*提示文:*
************
1993年から毎年、同市飛鳥の農業、土田治夫さん(60)の水田10アールを借り、5年生が総合学習の一環で実施している。この日は男子は網代笠、女子は絣の着物にモンペ、顔を覆う黒い布「ハンコタンナ」を着けた。土田さんから「苗は5、6本ずつ植えると、枝分かれして増える。多く植え過ぎると、細くなって倒れやすくなる」など注意点を聞いた後、素足で田んぼに入った。
青空が広がる絶好の「田植え日和」となる中、児童たちは怖々とした表情で一歩ずつ泥の中を進み、県産ブランド米「つや姫」の苗を丁寧に植えていった。補給用の苗を投げてもらうと、田んぼの泥が飛び散り、児童たちの「きゃー」という歓声が響いた。保科美月さん(10)は「大変だったけど、楽しかった。早くこの米を食べてみたい」、伊藤愛斗君(11)は「手植えは初めての体験。田んぼの中は動きづらかった」とそれぞれ話した。
指導した土田さんは「この行事も29回目。これまで約1400人が体験し、中には親子2代でという人もいるはず。先輩たちの思いを後輩に引き継いでもらえたら」と話した。今後、児童たちの意見を聞きながら稲の観察など学習を進め、10月には手刈りによる稲刈りとくい掛け、足踏み式脱穀にも挑戦する予定。
************
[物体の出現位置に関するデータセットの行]
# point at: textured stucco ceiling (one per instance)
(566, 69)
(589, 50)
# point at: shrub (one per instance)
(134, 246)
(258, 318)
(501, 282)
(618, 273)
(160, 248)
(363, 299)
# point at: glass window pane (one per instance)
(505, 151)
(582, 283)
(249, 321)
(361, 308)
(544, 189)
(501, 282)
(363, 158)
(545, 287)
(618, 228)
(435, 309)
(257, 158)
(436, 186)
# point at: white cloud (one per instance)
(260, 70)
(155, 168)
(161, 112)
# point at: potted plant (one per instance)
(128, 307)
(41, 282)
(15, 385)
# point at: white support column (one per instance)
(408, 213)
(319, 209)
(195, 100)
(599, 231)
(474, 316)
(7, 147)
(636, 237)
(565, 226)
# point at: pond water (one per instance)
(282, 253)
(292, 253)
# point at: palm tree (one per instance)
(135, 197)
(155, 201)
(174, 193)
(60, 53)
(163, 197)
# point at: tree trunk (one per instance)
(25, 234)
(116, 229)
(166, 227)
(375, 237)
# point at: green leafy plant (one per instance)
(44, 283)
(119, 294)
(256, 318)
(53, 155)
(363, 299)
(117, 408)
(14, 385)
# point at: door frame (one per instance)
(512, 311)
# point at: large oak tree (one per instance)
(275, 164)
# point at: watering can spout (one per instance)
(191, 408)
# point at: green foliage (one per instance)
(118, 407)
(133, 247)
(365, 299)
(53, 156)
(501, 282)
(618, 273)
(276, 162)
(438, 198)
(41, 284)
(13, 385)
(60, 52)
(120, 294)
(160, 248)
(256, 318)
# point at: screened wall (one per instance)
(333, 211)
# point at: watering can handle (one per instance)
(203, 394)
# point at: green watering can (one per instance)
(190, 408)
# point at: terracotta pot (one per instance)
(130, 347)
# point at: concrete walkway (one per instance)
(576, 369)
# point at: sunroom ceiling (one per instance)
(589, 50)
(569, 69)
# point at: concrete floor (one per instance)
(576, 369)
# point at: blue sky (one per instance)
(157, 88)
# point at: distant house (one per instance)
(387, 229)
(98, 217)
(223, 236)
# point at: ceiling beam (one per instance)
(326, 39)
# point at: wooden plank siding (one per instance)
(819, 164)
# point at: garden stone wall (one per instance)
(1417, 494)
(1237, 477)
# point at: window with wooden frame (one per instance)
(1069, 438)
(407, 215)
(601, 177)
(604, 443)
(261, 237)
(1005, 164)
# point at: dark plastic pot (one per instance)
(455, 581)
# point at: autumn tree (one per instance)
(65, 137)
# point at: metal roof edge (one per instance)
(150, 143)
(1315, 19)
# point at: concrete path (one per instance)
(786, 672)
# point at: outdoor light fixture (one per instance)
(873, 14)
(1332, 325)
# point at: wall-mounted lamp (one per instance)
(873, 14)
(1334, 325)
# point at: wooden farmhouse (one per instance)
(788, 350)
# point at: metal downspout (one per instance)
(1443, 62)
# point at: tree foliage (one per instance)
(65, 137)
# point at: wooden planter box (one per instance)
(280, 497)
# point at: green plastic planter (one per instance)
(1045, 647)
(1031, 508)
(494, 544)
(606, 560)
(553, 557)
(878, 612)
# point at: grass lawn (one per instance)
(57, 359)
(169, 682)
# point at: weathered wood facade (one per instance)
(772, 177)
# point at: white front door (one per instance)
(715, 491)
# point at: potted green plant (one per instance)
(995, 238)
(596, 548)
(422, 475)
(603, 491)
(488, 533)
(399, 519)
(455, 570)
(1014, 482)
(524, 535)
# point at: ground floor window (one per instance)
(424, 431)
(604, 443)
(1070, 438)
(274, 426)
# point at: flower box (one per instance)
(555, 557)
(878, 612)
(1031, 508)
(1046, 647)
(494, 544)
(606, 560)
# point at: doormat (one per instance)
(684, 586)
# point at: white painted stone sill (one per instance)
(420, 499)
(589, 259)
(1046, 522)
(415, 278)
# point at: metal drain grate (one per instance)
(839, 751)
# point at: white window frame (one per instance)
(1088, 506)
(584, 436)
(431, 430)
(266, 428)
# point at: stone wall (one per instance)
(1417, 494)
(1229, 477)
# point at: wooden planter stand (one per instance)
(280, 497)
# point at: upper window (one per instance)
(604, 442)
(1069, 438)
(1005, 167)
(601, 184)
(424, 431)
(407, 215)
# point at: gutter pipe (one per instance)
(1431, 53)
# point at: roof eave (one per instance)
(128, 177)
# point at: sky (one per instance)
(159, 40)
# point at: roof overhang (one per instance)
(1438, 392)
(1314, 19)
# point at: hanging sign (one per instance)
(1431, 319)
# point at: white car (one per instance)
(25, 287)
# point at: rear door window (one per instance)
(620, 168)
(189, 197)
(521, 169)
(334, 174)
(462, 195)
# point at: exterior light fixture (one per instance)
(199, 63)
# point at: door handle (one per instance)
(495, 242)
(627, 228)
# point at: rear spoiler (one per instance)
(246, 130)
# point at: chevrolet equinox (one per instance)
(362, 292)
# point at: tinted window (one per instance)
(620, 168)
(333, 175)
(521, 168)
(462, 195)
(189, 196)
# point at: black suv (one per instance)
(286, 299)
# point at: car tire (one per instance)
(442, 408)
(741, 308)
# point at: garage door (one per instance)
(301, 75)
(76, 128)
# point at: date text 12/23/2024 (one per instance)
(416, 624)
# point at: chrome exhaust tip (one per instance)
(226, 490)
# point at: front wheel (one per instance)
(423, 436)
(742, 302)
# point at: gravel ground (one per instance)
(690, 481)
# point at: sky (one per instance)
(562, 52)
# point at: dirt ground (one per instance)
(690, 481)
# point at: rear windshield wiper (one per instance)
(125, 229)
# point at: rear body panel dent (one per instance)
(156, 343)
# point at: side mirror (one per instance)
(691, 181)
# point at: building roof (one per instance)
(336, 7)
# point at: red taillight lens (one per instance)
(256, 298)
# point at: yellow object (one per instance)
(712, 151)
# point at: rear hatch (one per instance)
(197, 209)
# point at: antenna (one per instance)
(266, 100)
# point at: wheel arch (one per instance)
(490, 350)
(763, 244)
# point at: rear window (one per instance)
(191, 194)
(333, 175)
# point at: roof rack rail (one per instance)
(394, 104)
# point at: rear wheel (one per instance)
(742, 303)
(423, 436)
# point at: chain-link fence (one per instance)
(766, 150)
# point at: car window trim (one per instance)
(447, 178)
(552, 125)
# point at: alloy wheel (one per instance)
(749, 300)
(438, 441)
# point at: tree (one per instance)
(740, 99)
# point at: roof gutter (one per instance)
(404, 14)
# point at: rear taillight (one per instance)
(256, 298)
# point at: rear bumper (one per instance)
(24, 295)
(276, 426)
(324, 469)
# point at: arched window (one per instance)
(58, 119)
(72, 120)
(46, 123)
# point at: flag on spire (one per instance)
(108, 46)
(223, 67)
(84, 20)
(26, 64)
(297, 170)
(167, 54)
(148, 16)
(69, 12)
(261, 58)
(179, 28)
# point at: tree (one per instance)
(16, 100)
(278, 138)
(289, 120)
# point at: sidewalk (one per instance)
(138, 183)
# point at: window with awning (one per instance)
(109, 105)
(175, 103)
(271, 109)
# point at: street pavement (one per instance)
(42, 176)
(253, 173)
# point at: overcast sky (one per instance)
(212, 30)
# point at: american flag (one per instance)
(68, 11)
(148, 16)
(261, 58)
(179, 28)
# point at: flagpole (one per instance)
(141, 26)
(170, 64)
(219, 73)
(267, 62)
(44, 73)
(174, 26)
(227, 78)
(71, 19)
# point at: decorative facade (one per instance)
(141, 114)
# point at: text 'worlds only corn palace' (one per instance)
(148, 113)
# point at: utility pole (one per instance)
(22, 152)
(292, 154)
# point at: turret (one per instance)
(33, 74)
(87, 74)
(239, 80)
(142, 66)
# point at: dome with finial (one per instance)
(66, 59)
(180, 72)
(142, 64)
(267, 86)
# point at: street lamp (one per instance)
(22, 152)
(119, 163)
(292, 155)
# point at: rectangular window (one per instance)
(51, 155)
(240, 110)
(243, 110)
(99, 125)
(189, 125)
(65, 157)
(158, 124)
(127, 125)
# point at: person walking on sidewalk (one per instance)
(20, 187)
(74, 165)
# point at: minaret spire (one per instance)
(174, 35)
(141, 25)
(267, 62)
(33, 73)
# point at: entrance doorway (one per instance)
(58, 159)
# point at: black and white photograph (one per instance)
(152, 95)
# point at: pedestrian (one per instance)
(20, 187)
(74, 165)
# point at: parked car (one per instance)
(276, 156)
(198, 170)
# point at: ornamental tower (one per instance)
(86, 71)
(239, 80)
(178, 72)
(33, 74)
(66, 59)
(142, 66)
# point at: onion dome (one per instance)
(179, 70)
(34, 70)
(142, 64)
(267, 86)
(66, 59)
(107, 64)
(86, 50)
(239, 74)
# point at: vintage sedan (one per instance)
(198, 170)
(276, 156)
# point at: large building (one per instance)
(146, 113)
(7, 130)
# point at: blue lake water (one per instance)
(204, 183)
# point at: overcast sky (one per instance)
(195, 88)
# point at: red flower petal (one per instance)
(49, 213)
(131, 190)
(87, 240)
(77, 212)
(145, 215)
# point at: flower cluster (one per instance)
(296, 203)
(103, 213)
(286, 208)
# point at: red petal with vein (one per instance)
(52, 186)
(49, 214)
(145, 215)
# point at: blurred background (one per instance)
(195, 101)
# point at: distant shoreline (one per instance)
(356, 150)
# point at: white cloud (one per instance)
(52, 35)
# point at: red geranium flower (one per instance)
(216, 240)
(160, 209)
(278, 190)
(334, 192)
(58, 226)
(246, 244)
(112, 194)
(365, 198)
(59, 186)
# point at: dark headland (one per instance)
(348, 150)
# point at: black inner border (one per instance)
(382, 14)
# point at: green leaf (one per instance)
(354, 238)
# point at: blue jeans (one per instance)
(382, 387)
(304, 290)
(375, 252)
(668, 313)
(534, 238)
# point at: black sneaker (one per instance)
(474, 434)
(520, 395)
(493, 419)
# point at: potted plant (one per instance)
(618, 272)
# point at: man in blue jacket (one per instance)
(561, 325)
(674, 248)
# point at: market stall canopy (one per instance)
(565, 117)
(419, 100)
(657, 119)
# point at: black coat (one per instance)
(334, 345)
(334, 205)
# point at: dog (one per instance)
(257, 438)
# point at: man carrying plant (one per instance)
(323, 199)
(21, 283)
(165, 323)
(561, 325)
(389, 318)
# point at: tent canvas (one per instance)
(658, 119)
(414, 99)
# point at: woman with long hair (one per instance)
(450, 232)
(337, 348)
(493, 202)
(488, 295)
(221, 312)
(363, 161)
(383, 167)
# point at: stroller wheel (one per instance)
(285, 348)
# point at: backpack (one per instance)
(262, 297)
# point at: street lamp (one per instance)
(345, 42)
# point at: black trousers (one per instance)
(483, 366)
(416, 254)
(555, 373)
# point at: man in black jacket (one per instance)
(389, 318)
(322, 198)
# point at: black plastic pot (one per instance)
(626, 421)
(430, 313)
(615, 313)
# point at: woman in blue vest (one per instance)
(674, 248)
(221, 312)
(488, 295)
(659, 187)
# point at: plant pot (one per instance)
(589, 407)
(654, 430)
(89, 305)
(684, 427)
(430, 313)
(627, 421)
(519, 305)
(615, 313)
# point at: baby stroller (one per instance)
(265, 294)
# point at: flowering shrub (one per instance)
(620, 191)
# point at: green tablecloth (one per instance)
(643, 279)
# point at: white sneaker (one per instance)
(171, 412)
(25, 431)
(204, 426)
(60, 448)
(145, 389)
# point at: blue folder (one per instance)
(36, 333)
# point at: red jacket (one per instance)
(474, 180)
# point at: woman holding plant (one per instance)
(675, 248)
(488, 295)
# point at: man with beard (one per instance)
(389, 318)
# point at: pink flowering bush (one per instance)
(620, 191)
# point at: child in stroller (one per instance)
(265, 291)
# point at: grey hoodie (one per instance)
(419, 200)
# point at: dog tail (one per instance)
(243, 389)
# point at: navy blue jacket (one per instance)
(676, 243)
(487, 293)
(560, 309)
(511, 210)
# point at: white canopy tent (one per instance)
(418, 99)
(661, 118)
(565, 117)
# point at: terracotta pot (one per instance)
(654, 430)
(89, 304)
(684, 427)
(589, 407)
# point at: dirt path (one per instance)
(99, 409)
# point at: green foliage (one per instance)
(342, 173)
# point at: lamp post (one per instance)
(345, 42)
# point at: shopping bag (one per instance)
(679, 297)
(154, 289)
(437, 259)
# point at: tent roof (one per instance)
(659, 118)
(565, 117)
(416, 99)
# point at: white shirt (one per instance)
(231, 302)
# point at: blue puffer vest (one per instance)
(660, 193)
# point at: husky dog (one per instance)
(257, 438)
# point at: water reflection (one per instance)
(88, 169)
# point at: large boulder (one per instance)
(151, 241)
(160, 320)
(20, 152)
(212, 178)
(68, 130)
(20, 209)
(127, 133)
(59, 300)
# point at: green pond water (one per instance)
************
*課題一覧:*
1. 田植え体験の記事で、この日に児童たちが身に着けたものをすべて挙げてください。
2. 田植え体験の記事のうち、「1993年から毎年、同市飛鳥」から「踏み式脱穀にも挑戦する予定。」までの部分を一字一句そのまま書き写してください。

*解答済み課題:*
1. 網代笠、絣の着物、モンペ、ハンコタンナ

2.
1993年から毎年、同市飛鳥の農業、土田治夫さん(60)の水田10アールを借り、5年生が総合学習の一環で実施している。この日は男子は網代笠、女子は絣の着物にモンペ、顔を覆う黒い布「ハンコタンナ」を着けた。土田さんから「苗は5、6本ずつ植えると、枝分かれして増える。多く植え過ぎると、細くなって倒れやすくなる」など注意点を聞いた後、素足で田んぼに入った。
青空が広がる絶好の「田植え日和」となる中、児童たちは怖々とした表情で一歩ずつ泥の中を進み、県産ブランド米「つや姫」の苗を丁寧に植えていった。補給用の苗を投げてもらうと、田んぼの泥が飛び散り、児童たちの「きゃー」という歓声が響いた。保科美月さん(10)は「大変だったけど、楽しかった。早くこの米を食べてみたい」、伊藤愛斗君(11)は「手植えは初めての体験。田んぼの中は動きづらかった」とそれぞれ話した。
指導した土田さんは「この行事も29回目。これまで約1400人が体験し、中には親子2代でという人もいるはず。先輩たちの思いを後輩に引き継いでもらえたら」と話した。今後、児童たちの意見を聞きながら稲の観察など学習を進め、10月には手刈りによる稲刈りとくい掛け、足踏み式脱穀にも挑戦する予定。